• **WHAT IS BEING ASKED**: In the records below, quote the section opening with the line containing "of the cloud" and closing with the line containing "column 373, row 157", both lines included, with every line exactly as it appears there.

• **DATA**:
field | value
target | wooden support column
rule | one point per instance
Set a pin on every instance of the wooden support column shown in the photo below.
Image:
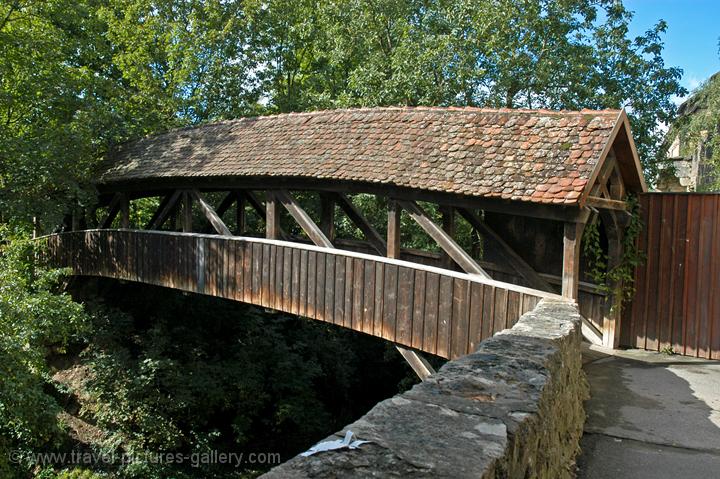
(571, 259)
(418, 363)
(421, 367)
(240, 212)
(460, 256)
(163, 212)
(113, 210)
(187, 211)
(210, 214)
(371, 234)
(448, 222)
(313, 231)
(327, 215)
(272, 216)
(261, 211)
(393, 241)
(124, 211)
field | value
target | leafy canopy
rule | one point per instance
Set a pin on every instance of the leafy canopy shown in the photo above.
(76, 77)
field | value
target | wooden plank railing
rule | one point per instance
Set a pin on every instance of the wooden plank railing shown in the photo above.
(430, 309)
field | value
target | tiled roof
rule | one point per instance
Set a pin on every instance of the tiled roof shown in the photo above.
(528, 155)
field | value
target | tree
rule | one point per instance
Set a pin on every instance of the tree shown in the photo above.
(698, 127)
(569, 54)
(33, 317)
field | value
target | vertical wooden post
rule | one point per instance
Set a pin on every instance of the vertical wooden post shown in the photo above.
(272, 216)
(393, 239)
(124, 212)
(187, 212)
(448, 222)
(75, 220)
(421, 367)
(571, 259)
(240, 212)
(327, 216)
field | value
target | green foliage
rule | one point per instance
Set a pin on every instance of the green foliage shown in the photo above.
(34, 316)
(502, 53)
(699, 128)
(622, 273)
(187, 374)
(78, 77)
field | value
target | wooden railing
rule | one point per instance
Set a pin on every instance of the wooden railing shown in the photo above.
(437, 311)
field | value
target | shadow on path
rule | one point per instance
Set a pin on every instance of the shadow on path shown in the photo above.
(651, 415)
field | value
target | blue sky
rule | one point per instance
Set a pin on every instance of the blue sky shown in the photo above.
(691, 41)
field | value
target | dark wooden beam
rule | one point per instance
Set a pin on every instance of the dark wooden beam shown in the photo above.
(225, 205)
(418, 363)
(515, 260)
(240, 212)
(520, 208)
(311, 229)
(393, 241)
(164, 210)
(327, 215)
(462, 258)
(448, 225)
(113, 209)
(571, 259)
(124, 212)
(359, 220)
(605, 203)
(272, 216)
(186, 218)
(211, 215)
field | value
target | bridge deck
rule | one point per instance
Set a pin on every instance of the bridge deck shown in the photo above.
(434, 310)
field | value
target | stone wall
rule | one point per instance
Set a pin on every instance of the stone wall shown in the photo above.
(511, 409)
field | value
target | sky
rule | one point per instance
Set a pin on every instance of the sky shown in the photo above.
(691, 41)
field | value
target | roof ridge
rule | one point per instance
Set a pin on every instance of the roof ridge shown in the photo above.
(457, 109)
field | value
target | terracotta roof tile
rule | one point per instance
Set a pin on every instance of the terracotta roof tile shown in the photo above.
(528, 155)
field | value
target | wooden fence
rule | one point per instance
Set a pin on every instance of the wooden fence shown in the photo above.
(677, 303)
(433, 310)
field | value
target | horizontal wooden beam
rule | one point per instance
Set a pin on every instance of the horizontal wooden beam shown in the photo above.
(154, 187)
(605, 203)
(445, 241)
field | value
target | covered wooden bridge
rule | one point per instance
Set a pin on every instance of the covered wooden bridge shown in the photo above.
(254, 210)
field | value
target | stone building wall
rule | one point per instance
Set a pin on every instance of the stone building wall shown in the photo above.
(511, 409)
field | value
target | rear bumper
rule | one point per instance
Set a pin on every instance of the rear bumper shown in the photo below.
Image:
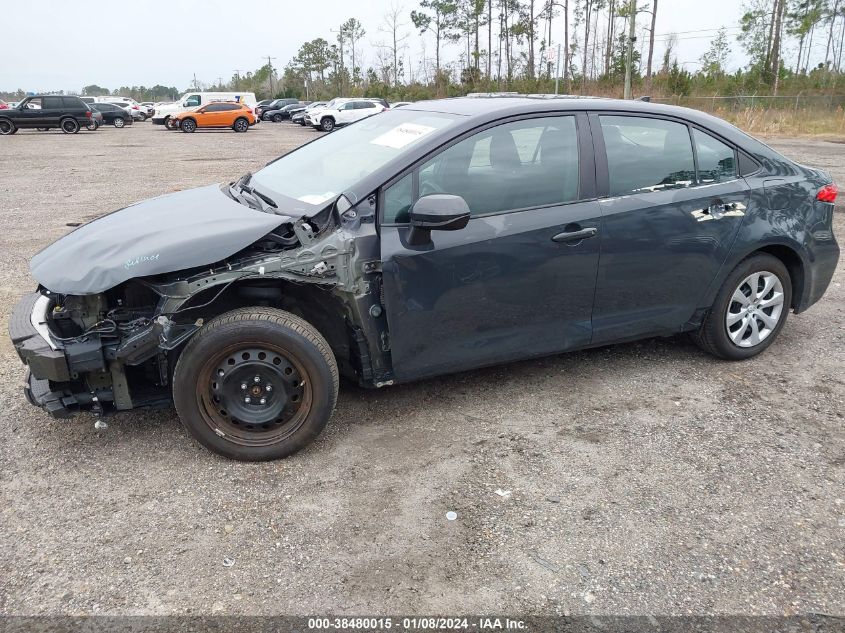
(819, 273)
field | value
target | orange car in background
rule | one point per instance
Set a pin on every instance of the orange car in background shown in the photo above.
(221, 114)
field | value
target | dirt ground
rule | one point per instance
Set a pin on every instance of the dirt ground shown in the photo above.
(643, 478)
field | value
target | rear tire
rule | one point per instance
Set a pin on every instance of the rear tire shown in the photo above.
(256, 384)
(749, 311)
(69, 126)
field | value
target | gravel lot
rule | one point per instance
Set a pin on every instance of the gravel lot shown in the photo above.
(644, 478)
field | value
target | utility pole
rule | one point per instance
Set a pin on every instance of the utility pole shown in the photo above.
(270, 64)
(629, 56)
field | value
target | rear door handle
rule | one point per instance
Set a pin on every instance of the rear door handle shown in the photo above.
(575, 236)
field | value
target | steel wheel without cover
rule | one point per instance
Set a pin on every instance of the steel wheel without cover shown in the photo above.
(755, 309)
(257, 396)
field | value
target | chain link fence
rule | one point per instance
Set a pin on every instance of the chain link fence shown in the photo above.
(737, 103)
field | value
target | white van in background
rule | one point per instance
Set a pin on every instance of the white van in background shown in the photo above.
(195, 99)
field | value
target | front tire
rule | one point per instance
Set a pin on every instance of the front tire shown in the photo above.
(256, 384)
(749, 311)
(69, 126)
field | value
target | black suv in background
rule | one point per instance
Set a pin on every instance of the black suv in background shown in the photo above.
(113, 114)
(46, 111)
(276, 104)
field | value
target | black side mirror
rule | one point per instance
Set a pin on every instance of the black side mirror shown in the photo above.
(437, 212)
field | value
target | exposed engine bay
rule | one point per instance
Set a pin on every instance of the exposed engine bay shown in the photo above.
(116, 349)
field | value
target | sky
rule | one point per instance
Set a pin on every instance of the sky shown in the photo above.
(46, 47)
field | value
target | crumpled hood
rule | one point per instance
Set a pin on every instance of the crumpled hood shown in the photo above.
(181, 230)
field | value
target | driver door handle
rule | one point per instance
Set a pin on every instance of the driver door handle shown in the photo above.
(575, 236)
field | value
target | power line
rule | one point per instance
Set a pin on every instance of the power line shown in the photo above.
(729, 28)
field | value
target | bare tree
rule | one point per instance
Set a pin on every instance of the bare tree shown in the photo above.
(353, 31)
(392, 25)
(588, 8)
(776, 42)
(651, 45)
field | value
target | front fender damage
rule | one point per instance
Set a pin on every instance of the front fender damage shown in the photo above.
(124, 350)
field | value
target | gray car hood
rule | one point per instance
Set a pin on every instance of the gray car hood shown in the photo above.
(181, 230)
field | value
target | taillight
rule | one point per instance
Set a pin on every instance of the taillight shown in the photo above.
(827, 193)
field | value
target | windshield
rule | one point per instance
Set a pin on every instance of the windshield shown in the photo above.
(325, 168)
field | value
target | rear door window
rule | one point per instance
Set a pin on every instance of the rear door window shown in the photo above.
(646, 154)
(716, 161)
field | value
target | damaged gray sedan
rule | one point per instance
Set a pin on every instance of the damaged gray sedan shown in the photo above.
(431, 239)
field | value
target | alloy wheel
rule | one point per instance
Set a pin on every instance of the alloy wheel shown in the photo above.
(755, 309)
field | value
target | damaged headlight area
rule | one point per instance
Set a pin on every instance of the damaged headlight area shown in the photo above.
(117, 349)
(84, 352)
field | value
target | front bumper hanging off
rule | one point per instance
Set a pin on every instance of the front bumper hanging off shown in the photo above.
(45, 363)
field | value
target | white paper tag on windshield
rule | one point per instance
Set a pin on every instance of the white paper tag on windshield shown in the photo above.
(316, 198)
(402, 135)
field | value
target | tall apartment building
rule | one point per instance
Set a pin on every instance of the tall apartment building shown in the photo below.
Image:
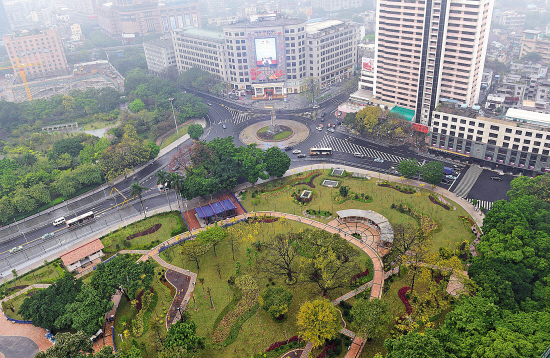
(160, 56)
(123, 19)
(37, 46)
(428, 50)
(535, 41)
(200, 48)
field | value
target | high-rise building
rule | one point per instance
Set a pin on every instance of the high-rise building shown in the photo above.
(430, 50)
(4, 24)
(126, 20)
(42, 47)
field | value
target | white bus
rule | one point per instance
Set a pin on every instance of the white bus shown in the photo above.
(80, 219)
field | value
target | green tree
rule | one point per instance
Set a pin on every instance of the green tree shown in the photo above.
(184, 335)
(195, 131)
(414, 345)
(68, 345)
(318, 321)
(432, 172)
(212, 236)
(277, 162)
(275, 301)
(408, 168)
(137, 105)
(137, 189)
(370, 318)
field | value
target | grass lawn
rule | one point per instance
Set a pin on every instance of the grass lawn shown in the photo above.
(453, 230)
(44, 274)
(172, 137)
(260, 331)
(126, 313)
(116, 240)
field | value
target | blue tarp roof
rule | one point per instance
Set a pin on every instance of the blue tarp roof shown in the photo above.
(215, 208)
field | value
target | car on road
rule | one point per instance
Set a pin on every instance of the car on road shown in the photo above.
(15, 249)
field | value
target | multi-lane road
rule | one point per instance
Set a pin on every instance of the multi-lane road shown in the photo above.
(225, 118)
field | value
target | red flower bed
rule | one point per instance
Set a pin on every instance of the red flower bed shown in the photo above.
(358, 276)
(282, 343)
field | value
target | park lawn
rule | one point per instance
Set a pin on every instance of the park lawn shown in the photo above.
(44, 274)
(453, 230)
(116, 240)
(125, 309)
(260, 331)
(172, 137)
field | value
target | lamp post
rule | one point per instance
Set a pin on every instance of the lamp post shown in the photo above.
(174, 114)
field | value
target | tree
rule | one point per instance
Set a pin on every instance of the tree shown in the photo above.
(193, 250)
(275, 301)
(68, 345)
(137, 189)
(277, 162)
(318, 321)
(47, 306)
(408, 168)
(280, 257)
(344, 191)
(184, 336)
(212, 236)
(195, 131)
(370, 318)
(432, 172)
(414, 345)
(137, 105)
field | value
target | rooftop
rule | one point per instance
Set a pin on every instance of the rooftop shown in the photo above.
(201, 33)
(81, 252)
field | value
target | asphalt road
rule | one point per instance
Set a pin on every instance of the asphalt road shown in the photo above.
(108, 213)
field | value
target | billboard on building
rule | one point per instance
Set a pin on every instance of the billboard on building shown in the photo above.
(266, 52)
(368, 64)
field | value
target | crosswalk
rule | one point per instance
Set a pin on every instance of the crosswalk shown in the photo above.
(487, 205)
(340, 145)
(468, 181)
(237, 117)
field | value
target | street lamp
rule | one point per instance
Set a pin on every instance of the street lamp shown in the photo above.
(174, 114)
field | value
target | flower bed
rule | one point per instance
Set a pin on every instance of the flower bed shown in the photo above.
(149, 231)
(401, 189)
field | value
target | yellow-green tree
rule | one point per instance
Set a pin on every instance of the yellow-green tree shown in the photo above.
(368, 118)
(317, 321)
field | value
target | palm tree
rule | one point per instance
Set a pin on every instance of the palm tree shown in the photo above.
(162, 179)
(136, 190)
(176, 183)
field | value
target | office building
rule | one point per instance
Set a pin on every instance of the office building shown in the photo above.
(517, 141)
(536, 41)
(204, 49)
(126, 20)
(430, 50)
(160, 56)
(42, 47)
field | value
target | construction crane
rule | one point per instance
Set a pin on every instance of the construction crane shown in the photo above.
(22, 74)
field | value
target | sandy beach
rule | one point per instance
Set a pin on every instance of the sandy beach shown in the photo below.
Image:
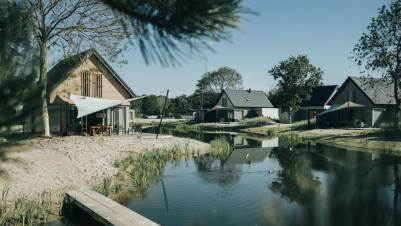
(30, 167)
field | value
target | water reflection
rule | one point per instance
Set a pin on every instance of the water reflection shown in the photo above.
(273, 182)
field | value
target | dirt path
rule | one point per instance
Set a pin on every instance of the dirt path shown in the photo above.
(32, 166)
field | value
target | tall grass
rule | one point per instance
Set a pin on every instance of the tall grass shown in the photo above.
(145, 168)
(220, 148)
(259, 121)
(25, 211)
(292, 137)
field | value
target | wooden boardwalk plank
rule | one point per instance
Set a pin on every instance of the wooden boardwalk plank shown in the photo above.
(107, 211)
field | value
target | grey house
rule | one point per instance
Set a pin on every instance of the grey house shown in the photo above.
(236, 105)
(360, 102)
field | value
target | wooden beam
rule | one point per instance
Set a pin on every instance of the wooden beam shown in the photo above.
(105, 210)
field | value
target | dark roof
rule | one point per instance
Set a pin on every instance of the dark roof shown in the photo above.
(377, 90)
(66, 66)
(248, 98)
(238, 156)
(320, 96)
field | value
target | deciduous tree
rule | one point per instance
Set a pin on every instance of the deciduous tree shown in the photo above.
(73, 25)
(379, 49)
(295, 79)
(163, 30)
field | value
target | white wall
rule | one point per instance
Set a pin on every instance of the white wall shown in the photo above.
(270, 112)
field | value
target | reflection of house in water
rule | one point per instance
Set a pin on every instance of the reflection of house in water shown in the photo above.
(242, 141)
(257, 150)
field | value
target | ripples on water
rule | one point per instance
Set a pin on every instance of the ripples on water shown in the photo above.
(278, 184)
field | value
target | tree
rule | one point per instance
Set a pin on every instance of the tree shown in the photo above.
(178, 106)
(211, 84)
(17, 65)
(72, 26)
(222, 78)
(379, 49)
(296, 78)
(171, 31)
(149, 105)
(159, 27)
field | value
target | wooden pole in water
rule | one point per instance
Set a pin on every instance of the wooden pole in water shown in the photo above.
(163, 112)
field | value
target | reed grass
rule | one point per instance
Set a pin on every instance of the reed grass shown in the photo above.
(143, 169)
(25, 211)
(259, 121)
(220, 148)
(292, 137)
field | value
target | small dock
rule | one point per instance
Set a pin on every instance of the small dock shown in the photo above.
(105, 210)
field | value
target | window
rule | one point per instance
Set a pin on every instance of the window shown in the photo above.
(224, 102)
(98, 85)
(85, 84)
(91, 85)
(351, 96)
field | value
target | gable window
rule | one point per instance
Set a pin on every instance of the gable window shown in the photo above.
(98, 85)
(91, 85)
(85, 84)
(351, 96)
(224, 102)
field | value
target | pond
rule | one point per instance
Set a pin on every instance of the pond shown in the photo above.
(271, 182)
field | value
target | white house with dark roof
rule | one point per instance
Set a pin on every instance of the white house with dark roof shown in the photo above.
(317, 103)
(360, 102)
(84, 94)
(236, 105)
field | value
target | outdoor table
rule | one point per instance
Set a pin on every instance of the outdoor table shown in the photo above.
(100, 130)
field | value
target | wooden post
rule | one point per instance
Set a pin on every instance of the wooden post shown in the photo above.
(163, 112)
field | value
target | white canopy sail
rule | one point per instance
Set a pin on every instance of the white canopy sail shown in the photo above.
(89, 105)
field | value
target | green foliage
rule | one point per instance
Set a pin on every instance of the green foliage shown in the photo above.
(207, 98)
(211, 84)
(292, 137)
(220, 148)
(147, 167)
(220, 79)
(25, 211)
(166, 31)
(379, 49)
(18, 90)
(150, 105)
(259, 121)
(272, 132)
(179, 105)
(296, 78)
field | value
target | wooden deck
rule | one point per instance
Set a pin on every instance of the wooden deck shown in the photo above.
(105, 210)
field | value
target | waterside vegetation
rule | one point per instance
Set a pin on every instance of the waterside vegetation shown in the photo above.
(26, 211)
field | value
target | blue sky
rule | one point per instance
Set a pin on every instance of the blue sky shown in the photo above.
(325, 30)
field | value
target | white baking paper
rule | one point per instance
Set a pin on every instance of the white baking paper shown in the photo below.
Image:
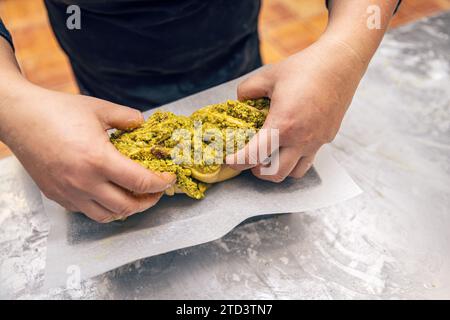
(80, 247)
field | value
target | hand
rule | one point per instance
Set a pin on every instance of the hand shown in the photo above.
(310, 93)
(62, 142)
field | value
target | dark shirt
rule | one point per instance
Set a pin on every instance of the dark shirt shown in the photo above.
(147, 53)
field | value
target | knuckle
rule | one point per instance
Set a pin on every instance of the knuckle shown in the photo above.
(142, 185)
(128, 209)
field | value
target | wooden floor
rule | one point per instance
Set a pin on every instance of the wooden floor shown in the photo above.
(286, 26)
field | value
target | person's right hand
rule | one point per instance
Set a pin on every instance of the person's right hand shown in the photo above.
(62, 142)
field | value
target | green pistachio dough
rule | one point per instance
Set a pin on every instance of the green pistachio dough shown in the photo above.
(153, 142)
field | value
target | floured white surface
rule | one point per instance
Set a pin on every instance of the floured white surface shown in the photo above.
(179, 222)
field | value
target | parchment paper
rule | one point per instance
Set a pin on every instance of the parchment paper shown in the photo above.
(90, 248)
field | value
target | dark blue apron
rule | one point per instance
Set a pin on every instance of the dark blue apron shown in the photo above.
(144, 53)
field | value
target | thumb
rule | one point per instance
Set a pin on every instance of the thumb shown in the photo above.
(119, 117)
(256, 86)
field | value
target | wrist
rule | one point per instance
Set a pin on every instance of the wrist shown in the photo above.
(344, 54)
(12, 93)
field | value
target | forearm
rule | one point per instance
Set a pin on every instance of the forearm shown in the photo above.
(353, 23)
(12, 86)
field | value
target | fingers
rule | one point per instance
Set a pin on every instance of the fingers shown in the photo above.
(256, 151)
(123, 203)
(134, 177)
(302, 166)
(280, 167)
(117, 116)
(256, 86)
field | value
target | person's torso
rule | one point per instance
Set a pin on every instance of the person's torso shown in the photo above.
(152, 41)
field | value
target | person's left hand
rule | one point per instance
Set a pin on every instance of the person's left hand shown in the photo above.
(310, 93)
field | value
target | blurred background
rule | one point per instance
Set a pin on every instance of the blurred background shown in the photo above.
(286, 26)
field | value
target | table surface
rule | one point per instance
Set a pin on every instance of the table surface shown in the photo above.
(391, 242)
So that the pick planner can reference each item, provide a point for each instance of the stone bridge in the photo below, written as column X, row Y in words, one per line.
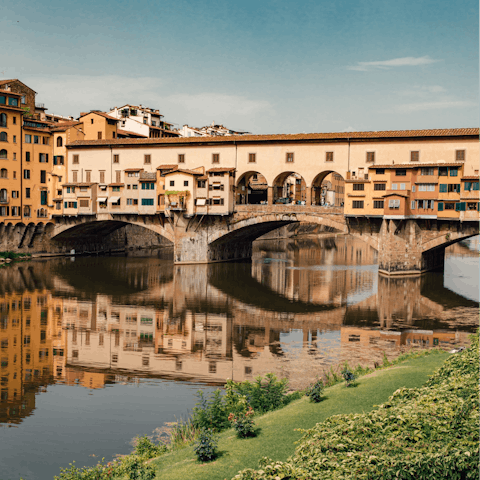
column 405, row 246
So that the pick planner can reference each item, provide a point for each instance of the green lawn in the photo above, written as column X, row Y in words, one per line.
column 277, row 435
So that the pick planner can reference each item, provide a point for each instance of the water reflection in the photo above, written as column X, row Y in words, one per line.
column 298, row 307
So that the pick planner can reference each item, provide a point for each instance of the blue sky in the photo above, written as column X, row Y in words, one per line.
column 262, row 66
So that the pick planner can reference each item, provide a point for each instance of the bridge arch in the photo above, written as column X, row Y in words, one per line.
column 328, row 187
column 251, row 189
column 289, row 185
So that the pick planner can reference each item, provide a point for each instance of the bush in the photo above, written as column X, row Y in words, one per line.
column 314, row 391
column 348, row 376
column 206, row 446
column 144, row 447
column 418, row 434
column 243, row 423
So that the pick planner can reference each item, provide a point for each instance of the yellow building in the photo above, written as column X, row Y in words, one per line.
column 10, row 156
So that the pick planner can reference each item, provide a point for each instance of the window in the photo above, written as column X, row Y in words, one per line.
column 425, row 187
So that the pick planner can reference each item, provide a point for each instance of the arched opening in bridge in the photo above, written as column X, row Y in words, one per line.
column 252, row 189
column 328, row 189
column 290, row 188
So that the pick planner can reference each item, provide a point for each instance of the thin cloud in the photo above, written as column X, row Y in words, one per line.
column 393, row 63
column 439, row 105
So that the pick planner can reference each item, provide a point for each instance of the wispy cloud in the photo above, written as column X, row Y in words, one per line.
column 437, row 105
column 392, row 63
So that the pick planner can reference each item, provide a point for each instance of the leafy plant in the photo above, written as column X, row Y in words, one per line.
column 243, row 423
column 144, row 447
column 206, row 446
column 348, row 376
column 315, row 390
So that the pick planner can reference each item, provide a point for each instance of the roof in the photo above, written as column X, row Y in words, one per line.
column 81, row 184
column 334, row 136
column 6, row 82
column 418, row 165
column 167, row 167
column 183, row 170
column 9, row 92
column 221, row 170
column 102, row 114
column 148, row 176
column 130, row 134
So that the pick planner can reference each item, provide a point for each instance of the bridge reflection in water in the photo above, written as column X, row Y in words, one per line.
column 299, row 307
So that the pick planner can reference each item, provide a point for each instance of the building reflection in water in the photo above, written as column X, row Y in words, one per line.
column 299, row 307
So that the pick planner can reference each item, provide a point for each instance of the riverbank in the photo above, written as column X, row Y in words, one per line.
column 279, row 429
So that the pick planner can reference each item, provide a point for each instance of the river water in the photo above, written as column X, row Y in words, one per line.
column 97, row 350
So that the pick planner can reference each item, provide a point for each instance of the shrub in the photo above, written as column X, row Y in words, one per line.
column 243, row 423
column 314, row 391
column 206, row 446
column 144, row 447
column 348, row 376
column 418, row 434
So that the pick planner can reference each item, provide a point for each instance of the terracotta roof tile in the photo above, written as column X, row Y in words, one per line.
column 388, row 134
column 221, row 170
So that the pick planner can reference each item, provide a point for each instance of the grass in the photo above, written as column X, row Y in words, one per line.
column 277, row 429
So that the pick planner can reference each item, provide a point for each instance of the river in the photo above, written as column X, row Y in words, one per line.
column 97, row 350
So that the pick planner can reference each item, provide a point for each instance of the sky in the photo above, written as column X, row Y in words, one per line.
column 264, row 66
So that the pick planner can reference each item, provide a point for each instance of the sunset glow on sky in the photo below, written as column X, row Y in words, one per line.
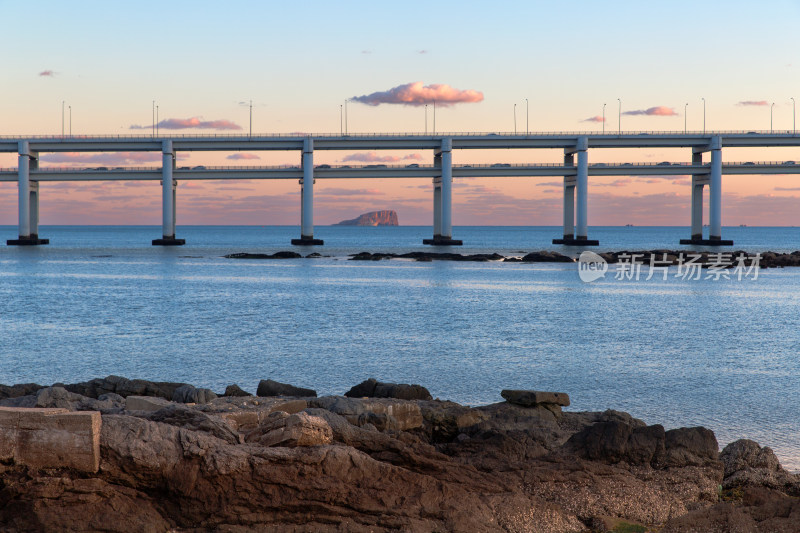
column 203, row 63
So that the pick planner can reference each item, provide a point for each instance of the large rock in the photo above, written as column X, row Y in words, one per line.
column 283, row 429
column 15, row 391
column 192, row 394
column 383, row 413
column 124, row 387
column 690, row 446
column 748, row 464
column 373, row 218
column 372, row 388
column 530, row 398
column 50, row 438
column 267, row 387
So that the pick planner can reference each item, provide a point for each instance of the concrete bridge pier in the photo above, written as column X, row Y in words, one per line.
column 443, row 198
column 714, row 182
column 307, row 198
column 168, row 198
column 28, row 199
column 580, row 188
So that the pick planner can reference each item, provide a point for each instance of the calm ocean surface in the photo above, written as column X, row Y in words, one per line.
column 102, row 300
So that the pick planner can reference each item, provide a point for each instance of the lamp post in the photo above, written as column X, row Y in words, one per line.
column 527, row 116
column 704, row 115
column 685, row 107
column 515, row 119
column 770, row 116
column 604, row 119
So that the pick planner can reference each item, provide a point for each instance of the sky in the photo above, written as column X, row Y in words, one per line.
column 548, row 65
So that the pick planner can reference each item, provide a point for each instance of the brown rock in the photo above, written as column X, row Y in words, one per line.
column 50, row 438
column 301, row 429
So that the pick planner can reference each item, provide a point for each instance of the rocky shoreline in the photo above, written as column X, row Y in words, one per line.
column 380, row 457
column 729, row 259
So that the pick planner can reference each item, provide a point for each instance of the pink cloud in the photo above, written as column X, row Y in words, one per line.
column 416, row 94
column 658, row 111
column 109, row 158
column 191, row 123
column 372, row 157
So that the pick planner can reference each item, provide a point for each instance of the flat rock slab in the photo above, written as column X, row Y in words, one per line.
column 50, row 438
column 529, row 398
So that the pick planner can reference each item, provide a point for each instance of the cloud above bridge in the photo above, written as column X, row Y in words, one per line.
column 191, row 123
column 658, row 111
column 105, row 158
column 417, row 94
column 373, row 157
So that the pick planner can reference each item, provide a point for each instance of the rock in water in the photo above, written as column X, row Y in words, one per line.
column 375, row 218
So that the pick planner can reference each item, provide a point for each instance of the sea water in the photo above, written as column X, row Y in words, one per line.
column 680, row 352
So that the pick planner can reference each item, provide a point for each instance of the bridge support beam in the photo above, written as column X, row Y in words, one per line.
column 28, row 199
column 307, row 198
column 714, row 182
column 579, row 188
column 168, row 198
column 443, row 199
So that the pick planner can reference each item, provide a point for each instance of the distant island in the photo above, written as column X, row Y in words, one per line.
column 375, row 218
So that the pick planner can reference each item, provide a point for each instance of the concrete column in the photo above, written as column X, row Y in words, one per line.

• **WRITTEN ANSWER**:
So that the pick planner can reference each item, provide a point for each instance of the cloud above bridge in the photo above, written as column X, row Y in words, one per line.
column 191, row 123
column 658, row 111
column 105, row 158
column 417, row 94
column 373, row 157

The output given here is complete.